Data items:
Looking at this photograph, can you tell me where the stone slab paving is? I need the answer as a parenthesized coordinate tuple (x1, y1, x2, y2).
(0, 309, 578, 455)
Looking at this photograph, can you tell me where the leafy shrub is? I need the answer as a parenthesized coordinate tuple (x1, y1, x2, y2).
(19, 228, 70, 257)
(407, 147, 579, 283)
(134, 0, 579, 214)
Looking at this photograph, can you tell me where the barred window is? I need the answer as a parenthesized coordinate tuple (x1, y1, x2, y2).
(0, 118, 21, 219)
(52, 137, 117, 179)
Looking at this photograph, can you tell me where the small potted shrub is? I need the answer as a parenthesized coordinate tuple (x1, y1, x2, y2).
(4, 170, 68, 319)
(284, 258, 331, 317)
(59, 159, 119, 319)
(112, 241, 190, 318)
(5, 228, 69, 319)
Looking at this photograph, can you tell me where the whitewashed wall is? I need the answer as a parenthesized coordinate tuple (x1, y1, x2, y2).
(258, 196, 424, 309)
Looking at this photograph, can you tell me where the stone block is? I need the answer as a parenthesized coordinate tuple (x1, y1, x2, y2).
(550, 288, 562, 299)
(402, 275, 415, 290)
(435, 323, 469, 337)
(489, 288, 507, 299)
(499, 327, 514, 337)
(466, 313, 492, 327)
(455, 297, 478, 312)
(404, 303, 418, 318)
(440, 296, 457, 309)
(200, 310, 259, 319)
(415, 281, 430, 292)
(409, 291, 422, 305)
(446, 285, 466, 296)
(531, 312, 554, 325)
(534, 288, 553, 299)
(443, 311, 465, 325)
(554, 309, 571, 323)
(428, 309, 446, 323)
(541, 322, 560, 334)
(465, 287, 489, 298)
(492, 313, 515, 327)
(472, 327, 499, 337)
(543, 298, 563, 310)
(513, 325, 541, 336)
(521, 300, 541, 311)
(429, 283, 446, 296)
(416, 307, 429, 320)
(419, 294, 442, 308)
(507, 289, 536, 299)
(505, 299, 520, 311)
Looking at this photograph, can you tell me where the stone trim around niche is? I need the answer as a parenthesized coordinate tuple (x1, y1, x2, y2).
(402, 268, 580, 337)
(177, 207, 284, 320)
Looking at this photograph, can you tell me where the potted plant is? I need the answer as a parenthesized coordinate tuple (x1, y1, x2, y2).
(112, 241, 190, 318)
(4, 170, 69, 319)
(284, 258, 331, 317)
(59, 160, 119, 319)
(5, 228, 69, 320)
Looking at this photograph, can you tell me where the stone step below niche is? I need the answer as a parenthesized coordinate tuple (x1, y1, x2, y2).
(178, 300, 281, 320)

**WHAT IS BEING ASKED:** Repeat exactly, and only, the lines of the records above, starting with the line that contains "Looking at this photograph, can you tell me where the potted" and ending with the final line, both included.

**SOLUTION TO THIS EXERCISE:**
Looking at this photograph, can you tell me where the potted plant is? I need the answer as a parenthesized coordinate tuple (x1, y1, x2, y2).
(112, 241, 190, 318)
(4, 170, 69, 319)
(284, 258, 331, 317)
(59, 160, 119, 319)
(5, 228, 69, 320)
Looking at this photograph, can you tell me where the stone step below niche is? I need the answer as a parenthesized coordinate tuple (x1, y1, x2, y2).
(178, 300, 281, 320)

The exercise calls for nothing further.